PAGE:

+++++

Judging from a meeting Wednesday night, the price tag might be hard to sell in south Routt.

After talking to a handful of locals at the meeting in Oak Creek, county officials found out the new courthouse isn't a priority for residents in the upper Yampa Valley, who are still reeling from tax increases from a school bond.

"We need a court facility for the future," County Manager Tom Sullivan told the small crowd at the South Routt Community Center.

The county courthouse is the same size as it was in 1923. Then, the judge might hear 400 cases in a year. Today, three judges hear more than 4,000 cases a year, said Evan Herman, court administrator for the county.

Plus, Herman said, traffic flow in the hall at times places criminals next to victims and forces jurors to be escorted to the courtroom past the public waiting in the hall.

"It's not the worst facility I've ever seen; but it's pretty bad," he said.

Though the need may be clear for county officials, south Routt resident Dean Rossi pointed out that people in the area already suffered a tax increase from voting in a 20-year, $9-million bond issue in November to improve all three public schools in south Routt.

"I think it's going to come down to the dollar," Rossi said. "A lot of people were surprised how much the school bond costs. I think you'll have a tough time selling it."

A $100,000 residential property in south Routt saw a $95.94 increase a year from the school bond. A commercial property worth the same amount saw a $285.65-a-year increase, according to the South Routt School District.

In January, Routt County Treasurer Jeanne Whiddon said dozens of south Routt residents called the county concerned about the tax increase.

"Taxes are an issue," south Routt resident Carol Villa said. "I think a lot of people were surprised to see how much the school bond costs."

County Commissioner Nancy Stahoviak said one of the reasons the school bond passed in November was that people understood the need for the work on the buildings. She said she hopes the county will be able to show residents the need for a new courthouse is just as great.

+++++

DATA EXCERPTS:
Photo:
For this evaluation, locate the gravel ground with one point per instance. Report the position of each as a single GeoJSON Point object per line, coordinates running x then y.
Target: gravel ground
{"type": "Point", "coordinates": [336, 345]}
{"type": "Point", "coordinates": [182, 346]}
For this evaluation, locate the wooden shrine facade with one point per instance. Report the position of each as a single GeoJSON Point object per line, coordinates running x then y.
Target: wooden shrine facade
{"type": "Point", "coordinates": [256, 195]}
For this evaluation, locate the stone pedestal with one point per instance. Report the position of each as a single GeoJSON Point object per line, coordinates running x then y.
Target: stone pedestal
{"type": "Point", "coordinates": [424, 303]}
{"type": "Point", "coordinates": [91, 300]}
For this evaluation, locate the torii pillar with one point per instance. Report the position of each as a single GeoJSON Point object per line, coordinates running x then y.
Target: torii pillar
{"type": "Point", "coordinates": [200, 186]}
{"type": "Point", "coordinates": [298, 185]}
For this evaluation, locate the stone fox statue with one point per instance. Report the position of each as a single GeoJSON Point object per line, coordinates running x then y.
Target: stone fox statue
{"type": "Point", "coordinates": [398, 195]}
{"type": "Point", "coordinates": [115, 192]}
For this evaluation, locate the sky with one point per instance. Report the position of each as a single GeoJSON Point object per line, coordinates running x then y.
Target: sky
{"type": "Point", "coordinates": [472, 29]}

+++++

ACTIONS TO TAKE:
**A.** In the courthouse article, how many cases do the county's judges hear each year today?
**B.** Repeat the part of the courthouse article that opens with the words containing "After talking to" and closes with "in the hall.".

ANSWERS BELOW:
**A.** More than 4,000 cases a year.

**B.**
After talking to a handful of locals at the meeting in Oak Creek, county officials found out the new courthouse isn't a priority for residents in the upper Yampa Valley, who are still reeling from tax increases from a school bond.

"We need a court facility for the future," County Manager Tom Sullivan told the small crowd at the South Routt Community Center.

The county courthouse is the same size as it was in 1923. Then, the judge might hear 400 cases in a year. Today, three judges hear more than 4,000 cases a year, said Evan Herman, court administrator for the county.

Plus, Herman said, traffic flow in the hall at times places criminals next to victims and forces jurors to be escorted to the courtroom past the public waiting in the hall.